Copy each of the following items verbatim, line for line.

Material to process:
[Start]

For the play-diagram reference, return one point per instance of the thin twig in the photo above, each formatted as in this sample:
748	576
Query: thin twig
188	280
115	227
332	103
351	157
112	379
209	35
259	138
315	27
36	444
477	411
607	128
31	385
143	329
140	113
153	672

[End]

Written response:
For the play-diagram reference, return one point per instance of the thin twig in the photo above, each formatted as in this sample:
748	576
Query: thin twig
188	280
115	227
332	103
351	157
112	379
209	35
259	138
315	27
36	444
477	411
607	128
31	385
143	329
140	113
153	672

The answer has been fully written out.